• [Extracted information]
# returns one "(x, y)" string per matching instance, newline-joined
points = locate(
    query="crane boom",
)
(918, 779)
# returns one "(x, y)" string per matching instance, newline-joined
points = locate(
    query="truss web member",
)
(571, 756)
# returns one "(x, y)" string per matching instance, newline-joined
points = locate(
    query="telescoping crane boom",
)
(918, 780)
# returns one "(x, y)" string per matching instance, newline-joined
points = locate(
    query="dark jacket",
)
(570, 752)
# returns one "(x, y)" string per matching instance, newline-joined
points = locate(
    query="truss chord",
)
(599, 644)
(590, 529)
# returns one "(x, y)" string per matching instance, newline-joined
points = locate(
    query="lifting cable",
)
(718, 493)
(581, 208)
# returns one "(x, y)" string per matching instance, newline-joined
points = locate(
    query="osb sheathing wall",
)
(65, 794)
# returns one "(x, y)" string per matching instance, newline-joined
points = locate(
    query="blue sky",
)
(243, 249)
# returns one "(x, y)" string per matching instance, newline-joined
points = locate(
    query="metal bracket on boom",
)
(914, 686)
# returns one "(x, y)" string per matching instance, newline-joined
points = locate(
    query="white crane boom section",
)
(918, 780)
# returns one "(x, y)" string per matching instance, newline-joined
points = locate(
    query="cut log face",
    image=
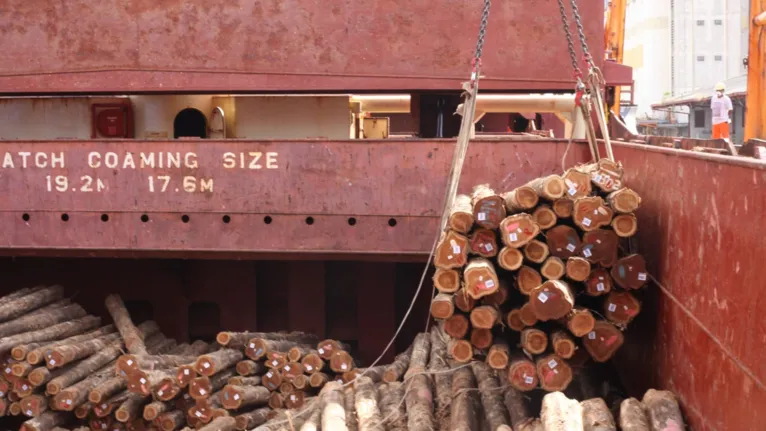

• [Problem details]
Pick out each line in the records above that contains the string "truss", and treat uppercase and lowercase as different.

• [Result of the exercise]
    query="truss web member",
    query="truss chord",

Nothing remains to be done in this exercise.